--- PAGE EXCERPT ---

Numerous brotherhoods have been instituted in his honor. He is usually represented in the garb of a pilgrim, often lifting his tunic to demonstrate the plague sore, or bubo, in his thigh, and accompanied by a dog carrying a loaf in its mouth. The Third Order of Saint Francis, by tradition, claims him as a member and includes his feast on its own calendar of saints, observing it on August 17.

The following is taken from CatholicTradition.org:

Born at Montpellier towards 1295, he died in 1327. His father was governor of that city and at his birth St. Roch is said to have been found miraculously marked on the breast with a red cross. Deprived of his parents when about twenty years old, he distributed his fortune among the poor, handed over to his uncle the government of Montpellier, and in the disguise of a mendicant pilgrim, set out for Italy, but stopped at Aquapendente, which was stricken by the plague, and devoted himself to the plague-stricken, curing them with the Sign of the Cross. He next visited Cesena and other neighbouring cities and then Rome. Everywhere the terrible scourge disappeared before his miraculous power. He visited Mantua, Modena, Parma, and other cities with the same results. At Piacenza, he himself was stricken with the plague. He withdrew to a hut in the neighbouring forest, where his wants were supplied by a gentleman named Gothard, who by a miracle learned the place of his retreat. After his recovery Roch returned to France. Arriving at Montpellier and refusing to disclose his identity, he was taken for a spy in the disguise of a pilgrim, and cast into prison by order of the governor, where five years later he died. The miraculous cross on his breast as well as a document found in his possession now served for his identification. He was accordingly given a public funeral, and numerous miracles attested his sanctity.

In 1414, during the Council of Constance, the plague having broken out in that city, the Fathers of the Council ordered public prayers and processions in honour of the Saint, and immediately the plague ceased. His relics, according to Wadding, were carried furtively to Venice in 1485, where they are still venerated. It is commonly held that he belonged to the Third Order of St. Francis; but it cannot be proved. Urban VIII approved the ecclesiastical office to be recited on his Feast. Paul III instituted a confraternity, under the invocation of the Saint, to have charge of the church and hospital erected during the pontificate of Alexander VI. The confraternity increased so rapidly that Paul IV raised it to an archconfraternity, with powers to aggregate similar confraternities of St. Roch. It was given a cardinal-protector, and a prelate of high rank was to be its immediate superior. Various favours have been bestowed on it by Pius IV [C. Regimini, March 7, 1561], by Gregory XIII [C. dated January 5, 1577], by Gregory XIV [C. Paternar. pont., March 7, 1591], and by other pontiffs. It still flourishes.

Collect:

O God, who are glorious in the glory of the Saints, and to all those that flee unto their protection, grantest the salutary effect of their petition; by the intercession of Thy blessed Confessor Roch, grant to Thy people, who hold forth their devotion in his festivity, that they may be delivered from the sickness of that plague which he suffered in his body for the glory of Thy name, to which may they ever be devoted.

--- RECORDED INFORMATION ---

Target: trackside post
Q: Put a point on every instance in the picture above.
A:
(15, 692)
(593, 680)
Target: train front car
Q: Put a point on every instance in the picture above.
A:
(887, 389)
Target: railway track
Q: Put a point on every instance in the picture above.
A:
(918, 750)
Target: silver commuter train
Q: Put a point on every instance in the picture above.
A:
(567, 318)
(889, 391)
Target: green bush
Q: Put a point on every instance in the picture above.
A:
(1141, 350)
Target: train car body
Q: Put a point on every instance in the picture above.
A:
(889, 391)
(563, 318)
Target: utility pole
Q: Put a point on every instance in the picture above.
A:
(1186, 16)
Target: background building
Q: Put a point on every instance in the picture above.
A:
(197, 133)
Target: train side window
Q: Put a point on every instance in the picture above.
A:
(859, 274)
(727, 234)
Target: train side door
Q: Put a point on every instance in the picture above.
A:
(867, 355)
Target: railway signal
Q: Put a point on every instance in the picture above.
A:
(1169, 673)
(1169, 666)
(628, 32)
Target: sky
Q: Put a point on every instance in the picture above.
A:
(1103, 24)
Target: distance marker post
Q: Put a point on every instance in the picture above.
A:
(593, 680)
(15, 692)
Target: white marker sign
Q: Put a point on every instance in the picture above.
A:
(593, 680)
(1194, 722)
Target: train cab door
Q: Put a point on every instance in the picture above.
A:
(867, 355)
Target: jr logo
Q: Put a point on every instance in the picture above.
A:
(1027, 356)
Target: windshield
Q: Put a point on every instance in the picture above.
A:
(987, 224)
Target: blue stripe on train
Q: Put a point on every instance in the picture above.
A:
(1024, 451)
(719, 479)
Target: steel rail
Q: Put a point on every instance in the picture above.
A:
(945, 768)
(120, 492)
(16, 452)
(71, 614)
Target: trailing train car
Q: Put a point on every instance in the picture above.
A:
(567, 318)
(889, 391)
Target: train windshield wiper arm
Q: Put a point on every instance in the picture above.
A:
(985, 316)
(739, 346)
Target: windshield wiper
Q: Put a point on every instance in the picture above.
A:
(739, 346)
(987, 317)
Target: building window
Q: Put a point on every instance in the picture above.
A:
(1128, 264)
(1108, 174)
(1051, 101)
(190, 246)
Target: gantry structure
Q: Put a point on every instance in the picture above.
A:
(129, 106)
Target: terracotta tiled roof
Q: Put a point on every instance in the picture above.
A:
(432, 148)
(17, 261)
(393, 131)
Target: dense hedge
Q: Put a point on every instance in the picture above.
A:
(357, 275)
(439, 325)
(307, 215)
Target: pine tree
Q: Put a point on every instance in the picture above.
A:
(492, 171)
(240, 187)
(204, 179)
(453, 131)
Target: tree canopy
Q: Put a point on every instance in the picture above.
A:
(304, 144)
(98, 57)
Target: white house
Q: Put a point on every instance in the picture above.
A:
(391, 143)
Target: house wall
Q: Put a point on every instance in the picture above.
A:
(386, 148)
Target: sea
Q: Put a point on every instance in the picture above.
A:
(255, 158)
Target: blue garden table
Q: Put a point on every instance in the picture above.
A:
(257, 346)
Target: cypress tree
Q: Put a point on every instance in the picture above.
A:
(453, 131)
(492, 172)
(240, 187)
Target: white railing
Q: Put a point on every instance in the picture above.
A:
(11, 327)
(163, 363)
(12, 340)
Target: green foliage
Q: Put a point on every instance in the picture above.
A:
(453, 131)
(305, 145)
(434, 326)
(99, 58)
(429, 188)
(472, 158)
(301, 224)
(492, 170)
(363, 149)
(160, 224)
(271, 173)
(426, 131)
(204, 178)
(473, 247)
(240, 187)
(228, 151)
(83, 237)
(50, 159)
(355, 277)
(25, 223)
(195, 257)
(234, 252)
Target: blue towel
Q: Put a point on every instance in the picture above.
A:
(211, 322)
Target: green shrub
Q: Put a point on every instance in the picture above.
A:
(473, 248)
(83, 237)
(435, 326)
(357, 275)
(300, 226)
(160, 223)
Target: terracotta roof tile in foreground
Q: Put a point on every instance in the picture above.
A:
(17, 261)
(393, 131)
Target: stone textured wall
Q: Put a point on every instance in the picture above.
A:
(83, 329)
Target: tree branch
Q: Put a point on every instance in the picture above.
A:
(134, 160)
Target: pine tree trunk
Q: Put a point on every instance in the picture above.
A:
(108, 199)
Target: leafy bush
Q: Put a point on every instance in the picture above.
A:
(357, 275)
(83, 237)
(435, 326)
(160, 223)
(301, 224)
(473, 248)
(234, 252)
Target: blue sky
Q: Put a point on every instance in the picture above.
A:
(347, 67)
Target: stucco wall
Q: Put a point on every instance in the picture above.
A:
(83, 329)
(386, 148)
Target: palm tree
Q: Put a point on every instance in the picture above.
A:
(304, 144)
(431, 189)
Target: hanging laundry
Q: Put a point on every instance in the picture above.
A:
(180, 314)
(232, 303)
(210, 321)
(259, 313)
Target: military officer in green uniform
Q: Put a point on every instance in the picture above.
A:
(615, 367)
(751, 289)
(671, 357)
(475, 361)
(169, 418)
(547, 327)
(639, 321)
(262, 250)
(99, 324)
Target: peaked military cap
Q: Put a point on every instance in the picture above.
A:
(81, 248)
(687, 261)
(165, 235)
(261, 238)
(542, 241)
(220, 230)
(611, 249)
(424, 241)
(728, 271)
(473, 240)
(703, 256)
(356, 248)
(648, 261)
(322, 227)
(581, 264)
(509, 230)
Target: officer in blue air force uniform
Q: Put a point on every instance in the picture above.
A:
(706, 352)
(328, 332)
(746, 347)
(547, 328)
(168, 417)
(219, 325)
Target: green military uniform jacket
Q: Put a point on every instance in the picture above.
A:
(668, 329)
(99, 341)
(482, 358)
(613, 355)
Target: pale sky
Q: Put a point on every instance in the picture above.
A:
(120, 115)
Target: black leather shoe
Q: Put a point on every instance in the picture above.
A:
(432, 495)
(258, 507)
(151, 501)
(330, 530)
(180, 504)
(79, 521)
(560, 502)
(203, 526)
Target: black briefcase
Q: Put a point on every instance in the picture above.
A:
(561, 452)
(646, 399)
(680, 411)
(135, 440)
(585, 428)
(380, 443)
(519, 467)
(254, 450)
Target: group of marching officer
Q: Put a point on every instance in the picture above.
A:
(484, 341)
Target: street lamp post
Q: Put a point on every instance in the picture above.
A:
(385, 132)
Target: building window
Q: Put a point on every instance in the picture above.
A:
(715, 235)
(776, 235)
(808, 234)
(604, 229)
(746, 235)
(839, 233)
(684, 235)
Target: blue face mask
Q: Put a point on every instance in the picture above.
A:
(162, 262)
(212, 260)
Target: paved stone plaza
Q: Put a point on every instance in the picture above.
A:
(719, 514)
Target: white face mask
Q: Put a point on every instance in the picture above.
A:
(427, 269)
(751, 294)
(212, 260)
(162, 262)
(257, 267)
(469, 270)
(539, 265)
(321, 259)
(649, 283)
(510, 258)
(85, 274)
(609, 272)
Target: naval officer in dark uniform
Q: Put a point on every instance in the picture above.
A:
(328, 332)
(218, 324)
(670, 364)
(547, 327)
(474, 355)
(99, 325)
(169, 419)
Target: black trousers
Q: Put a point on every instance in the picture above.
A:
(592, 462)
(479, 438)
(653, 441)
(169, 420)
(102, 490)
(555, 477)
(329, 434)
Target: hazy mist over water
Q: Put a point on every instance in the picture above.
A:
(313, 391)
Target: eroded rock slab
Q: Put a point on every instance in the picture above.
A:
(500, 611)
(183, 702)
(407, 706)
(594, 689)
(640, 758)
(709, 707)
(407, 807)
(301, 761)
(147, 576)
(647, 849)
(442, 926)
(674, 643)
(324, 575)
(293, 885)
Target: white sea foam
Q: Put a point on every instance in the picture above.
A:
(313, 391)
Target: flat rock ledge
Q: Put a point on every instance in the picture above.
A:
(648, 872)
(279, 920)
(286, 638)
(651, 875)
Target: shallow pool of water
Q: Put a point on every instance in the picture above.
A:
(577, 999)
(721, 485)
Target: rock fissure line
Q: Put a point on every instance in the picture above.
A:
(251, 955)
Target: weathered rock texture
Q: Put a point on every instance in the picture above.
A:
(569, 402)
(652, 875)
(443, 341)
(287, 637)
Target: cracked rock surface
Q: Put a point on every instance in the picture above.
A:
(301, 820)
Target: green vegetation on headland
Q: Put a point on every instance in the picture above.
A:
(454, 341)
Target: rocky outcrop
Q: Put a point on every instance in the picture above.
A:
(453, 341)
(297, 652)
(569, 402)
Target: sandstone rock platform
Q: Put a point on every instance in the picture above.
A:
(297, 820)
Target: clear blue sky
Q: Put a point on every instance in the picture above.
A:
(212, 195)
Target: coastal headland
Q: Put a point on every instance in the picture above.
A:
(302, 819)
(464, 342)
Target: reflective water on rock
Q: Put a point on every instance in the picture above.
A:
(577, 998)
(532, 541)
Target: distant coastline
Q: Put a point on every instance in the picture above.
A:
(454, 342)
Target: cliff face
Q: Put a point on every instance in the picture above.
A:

---

● **EXERCISE DETAILS**
According to the St. Roch excerpt, in which city was Roch himself stricken with the plague? The listing above comes from a different source than the St. Roch excerpt.

● **ANSWER BOX**
Piacenza